== İstekler ==
1 > Cadılar Bayramı yazısına göre baba, ileriyi düşünme ve görme yetenekleri artsın diye çocuklarına hangi oyunu öğretmiş?
2 > Cadılar Bayramı yazısının devamını, son cümleden sonrasını yazın.

== Metin Bölümü ==
İçeriğe geçmek için "Enter"a basın

Bizde de Cadılar Bayramı olsaydı!..

Hıncal Uluç
Hıristiyan Dünyası, ekim ayının başından beri konuşuyor, hazırlanıyor.. Bizde de son günlerde, magazin sayfalarında boy göstermeye başladı. Cadılar Bayramı/ Halloween’den söz ediyorum. Bizdeki yaklaşım genelde eleştirel.. “Hıristiyan bayramını gösteriş için kutlayan sosyetikler..” Valla kutlayanlar niye yaparlar bilmem, ama ben Holly sayesinde ilk kez duyduğum Halloween’e hep özendiğimi itiraf ederim. Neden?.

Biz “Çocukla çocuk olunmaz” diyen bir kültür içinde büyüdük.. Babam bizimle çok meşgul olurdu. Ama büyük gibi meşgul olurdu. Onunla oyun oynamışlığımız yoktur. Hayal bile etmişliğimiz yoktur.
Pardon oynadık.. “İleriyi düşünme ve görme yeteneğimiz artsın” diye satranç öğretti ve oynadı bizimle..
Anlaşmanın, doğru iletişim yolunun “Ben bunu söyleyebilirim”den değil, “Ben bunu söylersem, karşımdaki ne anlar”dan geçtiğini öğrenelim diye de briç dersi verdi yıllarca ve oynadı bizimle.. Ama çocuk olmadı bizimle hiç..

== Satırlar ==
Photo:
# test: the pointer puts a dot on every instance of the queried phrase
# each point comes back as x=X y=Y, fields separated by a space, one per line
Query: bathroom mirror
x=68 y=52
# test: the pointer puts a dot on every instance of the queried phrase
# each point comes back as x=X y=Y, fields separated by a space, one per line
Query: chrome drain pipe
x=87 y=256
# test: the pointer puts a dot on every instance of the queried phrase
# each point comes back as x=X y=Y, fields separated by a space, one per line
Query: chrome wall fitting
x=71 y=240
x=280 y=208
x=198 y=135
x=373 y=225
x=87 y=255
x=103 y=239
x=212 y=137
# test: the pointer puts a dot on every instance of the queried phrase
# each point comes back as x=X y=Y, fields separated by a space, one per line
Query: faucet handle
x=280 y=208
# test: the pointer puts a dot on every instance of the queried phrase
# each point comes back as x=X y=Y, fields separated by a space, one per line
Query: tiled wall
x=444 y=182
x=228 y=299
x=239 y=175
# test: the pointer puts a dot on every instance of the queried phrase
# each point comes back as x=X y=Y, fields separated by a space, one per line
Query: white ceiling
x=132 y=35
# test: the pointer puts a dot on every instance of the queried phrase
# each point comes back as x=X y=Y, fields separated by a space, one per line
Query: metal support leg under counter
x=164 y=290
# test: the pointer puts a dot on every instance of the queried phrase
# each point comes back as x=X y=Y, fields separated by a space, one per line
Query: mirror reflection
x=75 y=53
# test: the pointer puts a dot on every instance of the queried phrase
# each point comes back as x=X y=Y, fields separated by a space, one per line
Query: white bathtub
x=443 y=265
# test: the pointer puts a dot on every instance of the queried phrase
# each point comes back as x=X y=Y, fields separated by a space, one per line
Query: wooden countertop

== İsteklere Göre Çıktılar ==
1 > Satranç.

2 >
Filmlere gider, daha beş yaşındaki çocuğun evine bahçesinde eldiven giyip, babasının attığı o yumurtaya benzer garip topu yakalamaya çalışmasını iç çekerek izlerdim..
Halloween ki aslında, Hıristiyanlık öncesi bir pagan kültürü bayramıdır. Yazın, yani hasat mevsiminin sona erişi, son baharın başlayışını kutlamaktır özü.. İlk Hıristiyanlar, yayıldıkları yerlerde fazla tepki almamak, halkı kendilerine kolay bağlamak için yerel bayramların hemen hepsini, kendi dinleri içine alıvermişlerdi. Dünyanın belki de ilk, en kapsamlı ve en başarılı PR (Halkla İlişkiler) kampanyasıdır bu..
Cadılar Bayramı, giderek çocuk bayramına dönüşmüş.. İlginç kılıklar, maskeler, başlıklarla cadı kılığına giren çocuklar, mahallede kapı kapı dolaşıp şeker toplar olmuşlar.. Biz çocukların, şeker toplamak için kapı kapı gezip el öptüğümüz Ramazan Bayramı’nın adı niye “Şeker Bayramı”na dönüştü zamanla?.
Peki onların Şeker Bayramı’na niye özendim, hayat boyu..
Çünkü o Cadı Kılığı’na girme oyununu, gittim gördüm, yaşadım.. Amerika’da anne ve babalar da katılıyor, çocuklaşıyorlar, o gece.. Daha eylül ayında aile konuşmaya başlıyor. Cadılar Bayramı’nda ne kılığına girilecek.. Çocuğun fikri alınıyor. Hatta o seçiyor.. Bayram gecesi, çocukla sokağa çıkıyor, anne ve babası da.. Herkes bir komik, korkunç kılıkta…
O çocuğun keyfini düşünebiliyor musunuz?. Kendisine nasıl önem verdiğini.. Nasıl kıymet biçtiğini.. Nasıl güven kazandığını..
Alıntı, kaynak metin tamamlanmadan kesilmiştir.